* **EXERCISE DIRECTIONS**: Reproduce only the records from the line with "the pink comforter" up to and including the line with "x=210 y=167", substituting "locator" for each "pointer" and keeping everything else the same. Leave out the pictures.

* **GIVEN DATA**:
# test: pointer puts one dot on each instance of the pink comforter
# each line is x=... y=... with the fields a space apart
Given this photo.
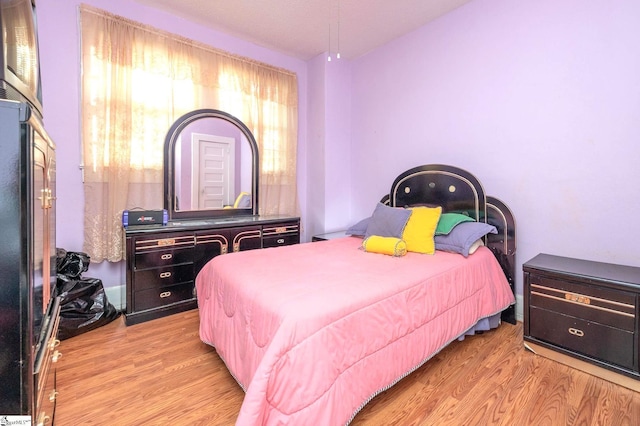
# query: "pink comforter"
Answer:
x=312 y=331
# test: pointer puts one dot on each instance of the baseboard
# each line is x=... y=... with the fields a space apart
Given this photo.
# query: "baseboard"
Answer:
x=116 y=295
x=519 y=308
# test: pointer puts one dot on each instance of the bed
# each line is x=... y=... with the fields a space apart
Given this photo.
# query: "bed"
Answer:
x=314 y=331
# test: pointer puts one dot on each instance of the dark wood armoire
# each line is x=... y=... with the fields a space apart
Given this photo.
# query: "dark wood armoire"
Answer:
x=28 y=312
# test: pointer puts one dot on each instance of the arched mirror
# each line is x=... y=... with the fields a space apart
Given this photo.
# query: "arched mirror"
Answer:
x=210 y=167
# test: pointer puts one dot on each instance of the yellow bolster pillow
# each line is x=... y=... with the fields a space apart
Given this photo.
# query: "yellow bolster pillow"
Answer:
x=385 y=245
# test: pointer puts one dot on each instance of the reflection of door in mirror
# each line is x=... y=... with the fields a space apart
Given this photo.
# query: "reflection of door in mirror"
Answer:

* * *

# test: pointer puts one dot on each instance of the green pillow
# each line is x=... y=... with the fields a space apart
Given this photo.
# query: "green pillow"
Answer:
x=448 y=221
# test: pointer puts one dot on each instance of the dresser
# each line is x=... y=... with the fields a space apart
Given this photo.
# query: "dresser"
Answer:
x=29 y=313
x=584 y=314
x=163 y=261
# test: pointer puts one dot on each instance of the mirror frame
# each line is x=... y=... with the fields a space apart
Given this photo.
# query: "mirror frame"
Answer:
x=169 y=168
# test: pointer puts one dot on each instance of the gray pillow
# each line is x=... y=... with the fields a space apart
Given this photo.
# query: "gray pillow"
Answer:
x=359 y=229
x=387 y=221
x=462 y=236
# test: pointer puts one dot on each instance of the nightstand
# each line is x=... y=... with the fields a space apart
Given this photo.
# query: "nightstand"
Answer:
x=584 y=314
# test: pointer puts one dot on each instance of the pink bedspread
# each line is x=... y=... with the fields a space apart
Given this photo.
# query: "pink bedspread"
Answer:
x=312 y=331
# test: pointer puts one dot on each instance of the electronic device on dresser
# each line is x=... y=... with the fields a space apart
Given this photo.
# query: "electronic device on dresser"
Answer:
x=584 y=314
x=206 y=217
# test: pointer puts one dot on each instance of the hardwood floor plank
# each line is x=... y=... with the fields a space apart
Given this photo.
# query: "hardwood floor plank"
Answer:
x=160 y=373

* **SOLUTION BELOW**:
# test: locator puts one dot on each instance of the pink comforter
# each line is x=... y=... with the fields a space apart
Given this photo.
# query: "pink comforter"
Answer:
x=312 y=331
# test: locator puts one dot on each instance of the baseboard
# each line is x=... y=... with the fields a space apart
Given this photo.
# query: "baseboard"
Answer:
x=116 y=295
x=519 y=308
# test: locator puts one dot on each instance of the bed
# each line is x=... y=... with the fields a space apart
Given this photo.
# query: "bed"
Answer:
x=314 y=331
# test: locator puts one dot on each instance of the dark wood armoire
# each line is x=... y=... with the fields a space apart
Given this photo.
# query: "dark wood armoire"
Answer:
x=28 y=312
# test: locator puts one dot on each instance of the arched mirror
# each line is x=... y=... with the fields a space apart
Given this photo.
# query: "arched mirror"
Answer:
x=210 y=167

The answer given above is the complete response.